Information provided:
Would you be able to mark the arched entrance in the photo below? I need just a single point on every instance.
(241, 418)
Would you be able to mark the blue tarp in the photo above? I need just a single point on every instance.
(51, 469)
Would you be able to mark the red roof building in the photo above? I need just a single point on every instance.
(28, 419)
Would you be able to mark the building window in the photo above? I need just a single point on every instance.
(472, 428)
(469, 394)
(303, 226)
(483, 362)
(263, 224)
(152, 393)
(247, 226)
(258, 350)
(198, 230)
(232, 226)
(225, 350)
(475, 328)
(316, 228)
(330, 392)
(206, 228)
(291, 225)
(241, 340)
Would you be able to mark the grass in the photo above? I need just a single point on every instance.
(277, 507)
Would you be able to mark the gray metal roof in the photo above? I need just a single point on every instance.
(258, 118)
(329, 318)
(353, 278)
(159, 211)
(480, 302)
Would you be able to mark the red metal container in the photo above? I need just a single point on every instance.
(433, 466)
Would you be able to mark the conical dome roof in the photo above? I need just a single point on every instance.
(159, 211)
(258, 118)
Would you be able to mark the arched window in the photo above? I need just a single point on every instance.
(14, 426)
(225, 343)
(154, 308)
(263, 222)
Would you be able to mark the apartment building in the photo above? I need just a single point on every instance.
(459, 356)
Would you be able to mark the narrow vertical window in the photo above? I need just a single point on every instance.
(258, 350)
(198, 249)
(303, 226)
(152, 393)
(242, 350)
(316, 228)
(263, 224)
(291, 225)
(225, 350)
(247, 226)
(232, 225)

What the task asks:
Please format everything from the line containing "Would you be able to mark the narrow" down to the last of the rows above as a numbered list, leaving out any blank lines.

Response for this exercise:
1. Would you be able to mark the narrow vertical window in the photo above? I need just a single point on every instance.
2. (258, 350)
3. (198, 249)
4. (303, 226)
5. (152, 393)
6. (242, 350)
7. (316, 228)
8. (263, 224)
9. (291, 225)
10. (225, 350)
11. (247, 226)
12. (232, 225)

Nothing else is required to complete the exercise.